» **ТЕКСТ ДЛЯ ЧТЕНИЯ**
□ □ □ □

Вот и Иван Иванович, в мансардке на седьмом этаже, точнее в chambre de bonne, в комнатушке, где когда-то селили служанок, марает 378-ю страницу истории своей любви-ненависти к Третьему Риму, а домарав, выходит на крошечную площадь с фонтаном и часами совершенно ошалевшим: на плетеных стульях террас по кругу сидят аборигены, потягивая розовое провансальское, из открытой реношки вопит Пиаф, и босой клошар с подбитым глазом, лежа под столбом с часами, читает разваливающееся карманное издание «Пиров» Платона.
Поди, врубись, где живешь! Нет, голубчики, та далекая действительность, с пустырями, заросшими ржавой проволокой, с коммуналками и пивными ларьками, со стеклотарой и мордобоем, управдомами и участковыми, с самой красной в мире площадью; та, казалось бы, в прошлом прописанная реальность — эту, с Пиаф и клошаром, пересиливает и будет пересиливать, и сочинитель не только это знает, но радуется этому плену, ибо прошлое ему интереснее настоящего.
...Не быть, отсутствовать в сегодня — вот что ему важнее, чем принадлежать календарю. Виртуальность его страсти, его одержимость вербализацией прошлого раздражают тот самый нерв, без вибрации которого он и жить бы отказался.

□ □ □ □

» **ЗАДАНИЯ**
1) Выпишите из текста для чтения отрывок от слов «Поди, врубись, где» до слов «ему интереснее настоящего.» включительно.
2) Какую книгу читает клошар, лежащий под столбом с часами, в тексте для чтения?

» **Записи с разметкой точками**
□ □ □ □

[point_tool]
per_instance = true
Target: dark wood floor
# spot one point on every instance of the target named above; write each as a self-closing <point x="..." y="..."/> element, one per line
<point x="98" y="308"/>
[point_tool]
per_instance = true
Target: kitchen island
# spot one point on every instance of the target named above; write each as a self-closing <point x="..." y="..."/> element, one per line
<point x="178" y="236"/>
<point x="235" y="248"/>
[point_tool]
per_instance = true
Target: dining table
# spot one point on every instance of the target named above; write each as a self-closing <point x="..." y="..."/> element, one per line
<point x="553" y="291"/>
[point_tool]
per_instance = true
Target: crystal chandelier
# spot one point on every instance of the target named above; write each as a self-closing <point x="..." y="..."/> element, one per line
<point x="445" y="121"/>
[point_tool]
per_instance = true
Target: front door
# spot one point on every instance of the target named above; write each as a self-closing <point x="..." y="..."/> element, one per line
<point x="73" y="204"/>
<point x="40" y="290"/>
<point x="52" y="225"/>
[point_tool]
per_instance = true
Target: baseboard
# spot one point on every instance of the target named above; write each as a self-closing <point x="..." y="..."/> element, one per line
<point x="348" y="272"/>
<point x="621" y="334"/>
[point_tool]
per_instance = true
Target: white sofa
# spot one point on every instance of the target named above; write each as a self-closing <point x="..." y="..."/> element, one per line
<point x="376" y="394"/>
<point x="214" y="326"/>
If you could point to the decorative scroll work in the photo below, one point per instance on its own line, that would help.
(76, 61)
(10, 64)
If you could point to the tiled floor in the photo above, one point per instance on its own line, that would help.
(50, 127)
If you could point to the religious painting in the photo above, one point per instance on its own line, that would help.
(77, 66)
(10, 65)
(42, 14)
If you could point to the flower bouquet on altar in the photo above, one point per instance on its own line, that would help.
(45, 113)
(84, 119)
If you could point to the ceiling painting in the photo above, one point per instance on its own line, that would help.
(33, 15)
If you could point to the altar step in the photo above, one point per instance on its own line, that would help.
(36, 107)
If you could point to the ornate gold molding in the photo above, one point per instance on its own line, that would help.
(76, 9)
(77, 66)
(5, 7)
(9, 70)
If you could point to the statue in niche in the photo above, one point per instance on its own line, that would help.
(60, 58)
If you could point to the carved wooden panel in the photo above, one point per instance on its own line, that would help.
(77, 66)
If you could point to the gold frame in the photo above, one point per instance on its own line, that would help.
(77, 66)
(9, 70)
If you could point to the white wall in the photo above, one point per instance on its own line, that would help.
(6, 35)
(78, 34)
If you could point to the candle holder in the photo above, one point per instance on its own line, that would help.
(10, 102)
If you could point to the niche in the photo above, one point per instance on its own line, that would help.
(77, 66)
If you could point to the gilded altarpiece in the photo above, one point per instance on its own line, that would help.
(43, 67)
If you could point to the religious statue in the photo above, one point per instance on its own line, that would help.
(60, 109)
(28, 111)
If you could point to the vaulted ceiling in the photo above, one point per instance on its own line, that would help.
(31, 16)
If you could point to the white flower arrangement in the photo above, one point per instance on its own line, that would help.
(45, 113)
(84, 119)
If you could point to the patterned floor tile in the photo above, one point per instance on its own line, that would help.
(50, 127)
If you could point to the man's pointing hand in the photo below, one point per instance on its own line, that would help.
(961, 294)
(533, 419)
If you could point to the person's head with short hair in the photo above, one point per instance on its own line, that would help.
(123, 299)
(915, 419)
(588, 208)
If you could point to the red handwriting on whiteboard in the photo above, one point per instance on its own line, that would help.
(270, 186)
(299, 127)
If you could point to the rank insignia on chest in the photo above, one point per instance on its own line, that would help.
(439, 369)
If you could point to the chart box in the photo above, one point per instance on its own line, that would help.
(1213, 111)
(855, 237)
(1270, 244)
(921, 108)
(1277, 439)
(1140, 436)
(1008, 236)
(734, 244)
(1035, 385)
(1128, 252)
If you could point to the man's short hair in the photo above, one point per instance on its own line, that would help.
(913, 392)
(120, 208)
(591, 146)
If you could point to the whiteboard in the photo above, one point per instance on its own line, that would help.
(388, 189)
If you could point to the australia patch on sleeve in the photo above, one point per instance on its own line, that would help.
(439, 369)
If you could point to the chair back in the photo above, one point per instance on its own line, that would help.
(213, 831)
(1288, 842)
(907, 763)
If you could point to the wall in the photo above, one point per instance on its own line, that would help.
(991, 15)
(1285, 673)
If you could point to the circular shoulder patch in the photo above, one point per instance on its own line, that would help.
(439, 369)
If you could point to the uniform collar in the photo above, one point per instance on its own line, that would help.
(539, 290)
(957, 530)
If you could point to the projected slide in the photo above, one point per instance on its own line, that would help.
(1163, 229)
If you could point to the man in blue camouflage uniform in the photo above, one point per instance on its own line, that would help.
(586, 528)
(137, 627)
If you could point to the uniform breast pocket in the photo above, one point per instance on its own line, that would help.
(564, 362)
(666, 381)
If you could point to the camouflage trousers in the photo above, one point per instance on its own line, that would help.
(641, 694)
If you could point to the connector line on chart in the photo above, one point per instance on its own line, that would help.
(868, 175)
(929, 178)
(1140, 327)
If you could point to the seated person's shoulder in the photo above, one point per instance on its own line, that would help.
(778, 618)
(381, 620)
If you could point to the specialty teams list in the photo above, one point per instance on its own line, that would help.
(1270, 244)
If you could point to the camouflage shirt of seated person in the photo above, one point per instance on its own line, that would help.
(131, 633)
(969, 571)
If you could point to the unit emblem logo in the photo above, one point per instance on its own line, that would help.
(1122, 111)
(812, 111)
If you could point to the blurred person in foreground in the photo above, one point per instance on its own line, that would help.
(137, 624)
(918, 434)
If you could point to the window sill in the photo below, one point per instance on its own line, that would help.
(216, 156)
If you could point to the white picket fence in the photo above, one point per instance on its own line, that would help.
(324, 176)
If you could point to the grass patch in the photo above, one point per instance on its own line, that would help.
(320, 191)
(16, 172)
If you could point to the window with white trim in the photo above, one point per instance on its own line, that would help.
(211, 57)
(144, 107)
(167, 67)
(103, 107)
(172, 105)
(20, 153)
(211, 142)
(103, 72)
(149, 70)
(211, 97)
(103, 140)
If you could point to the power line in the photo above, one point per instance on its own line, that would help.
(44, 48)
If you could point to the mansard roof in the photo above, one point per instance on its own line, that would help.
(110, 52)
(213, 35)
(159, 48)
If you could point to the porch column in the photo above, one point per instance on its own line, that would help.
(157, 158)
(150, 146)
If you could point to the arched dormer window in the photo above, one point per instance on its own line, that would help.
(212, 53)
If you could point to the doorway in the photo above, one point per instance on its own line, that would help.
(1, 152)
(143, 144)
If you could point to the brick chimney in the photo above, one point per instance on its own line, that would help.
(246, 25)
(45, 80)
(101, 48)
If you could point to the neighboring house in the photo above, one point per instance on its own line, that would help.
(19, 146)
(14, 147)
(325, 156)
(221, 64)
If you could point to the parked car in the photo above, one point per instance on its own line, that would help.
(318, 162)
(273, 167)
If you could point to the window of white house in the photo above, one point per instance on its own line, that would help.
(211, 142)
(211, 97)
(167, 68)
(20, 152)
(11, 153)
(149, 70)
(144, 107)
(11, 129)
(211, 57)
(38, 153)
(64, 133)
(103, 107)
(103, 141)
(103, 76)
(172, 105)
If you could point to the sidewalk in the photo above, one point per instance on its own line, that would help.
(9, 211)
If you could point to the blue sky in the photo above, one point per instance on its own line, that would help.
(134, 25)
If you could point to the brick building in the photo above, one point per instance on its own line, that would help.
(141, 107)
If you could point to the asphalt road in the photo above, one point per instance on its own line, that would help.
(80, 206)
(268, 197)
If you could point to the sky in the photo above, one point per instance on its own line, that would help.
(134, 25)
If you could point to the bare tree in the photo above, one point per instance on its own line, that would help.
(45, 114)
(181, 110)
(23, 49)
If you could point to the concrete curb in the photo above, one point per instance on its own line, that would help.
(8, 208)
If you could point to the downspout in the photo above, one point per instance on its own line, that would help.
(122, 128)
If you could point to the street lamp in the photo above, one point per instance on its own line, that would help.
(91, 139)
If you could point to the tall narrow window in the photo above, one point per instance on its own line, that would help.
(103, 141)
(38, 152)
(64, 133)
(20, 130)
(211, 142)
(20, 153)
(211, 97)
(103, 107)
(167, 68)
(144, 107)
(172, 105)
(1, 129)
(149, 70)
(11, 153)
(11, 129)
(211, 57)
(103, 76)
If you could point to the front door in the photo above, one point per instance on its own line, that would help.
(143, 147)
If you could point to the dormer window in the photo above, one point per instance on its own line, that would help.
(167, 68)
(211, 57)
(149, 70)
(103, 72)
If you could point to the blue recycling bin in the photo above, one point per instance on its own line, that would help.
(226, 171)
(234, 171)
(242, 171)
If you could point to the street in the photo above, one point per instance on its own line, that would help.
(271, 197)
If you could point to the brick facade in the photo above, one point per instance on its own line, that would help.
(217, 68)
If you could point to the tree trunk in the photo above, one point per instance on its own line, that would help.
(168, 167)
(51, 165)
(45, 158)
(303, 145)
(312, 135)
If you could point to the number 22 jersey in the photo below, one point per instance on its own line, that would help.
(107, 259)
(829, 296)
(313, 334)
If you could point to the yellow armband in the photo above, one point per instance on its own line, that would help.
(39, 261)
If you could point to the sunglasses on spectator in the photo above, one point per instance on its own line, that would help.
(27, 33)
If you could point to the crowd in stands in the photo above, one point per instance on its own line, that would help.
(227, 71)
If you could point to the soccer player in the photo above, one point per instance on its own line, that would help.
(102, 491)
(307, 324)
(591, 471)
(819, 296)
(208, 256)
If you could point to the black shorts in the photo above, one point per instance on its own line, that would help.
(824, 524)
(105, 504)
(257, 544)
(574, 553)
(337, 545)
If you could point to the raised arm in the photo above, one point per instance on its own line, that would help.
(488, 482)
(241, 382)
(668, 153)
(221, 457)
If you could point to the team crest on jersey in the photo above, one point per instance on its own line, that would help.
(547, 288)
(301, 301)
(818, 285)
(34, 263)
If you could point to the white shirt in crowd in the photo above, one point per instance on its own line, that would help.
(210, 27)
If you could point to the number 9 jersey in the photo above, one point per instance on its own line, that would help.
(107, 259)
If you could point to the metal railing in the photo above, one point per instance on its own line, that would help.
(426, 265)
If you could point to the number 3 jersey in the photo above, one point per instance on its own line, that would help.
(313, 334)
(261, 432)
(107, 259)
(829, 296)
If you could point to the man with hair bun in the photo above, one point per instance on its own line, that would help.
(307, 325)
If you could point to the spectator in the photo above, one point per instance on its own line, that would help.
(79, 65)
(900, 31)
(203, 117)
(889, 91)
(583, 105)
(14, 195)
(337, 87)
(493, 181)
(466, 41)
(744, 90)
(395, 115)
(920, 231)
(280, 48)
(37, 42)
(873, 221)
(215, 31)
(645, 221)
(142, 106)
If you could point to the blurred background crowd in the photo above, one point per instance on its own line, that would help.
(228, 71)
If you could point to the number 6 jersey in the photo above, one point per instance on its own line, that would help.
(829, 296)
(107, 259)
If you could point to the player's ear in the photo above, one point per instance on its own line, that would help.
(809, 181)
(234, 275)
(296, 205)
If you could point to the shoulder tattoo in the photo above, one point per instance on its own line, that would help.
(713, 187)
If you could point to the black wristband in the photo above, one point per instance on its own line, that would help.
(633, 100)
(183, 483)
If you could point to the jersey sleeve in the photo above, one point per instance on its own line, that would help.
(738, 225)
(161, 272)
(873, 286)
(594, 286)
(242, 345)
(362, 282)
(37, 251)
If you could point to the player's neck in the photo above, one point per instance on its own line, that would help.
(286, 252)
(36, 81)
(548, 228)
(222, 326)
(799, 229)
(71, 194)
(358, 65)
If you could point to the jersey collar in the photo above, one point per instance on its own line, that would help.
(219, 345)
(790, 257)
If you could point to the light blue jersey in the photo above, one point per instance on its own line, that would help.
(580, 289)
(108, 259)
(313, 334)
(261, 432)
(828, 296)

□ □ □ □

» **ОТВЕТЫ К ЗАДАНИЯМ**
1)
Поди, врубись, где живешь! Нет, голубчики, та далекая действительность, с пустырями, заросшими ржавой проволокой, с коммуналками и пивными ларьками, со стеклотарой и мордобоем, управдомами и участковыми, с самой красной в мире площадью; та, казалось бы, в прошлом прописанная реальность — эту, с Пиаф и клошаром, пересиливает и будет пересиливать, и сочинитель не только это знает, но радуется этому плену, ибо прошлое ему интереснее настоящего.

2) Разваливающееся карманное издание «Пиров» Платона.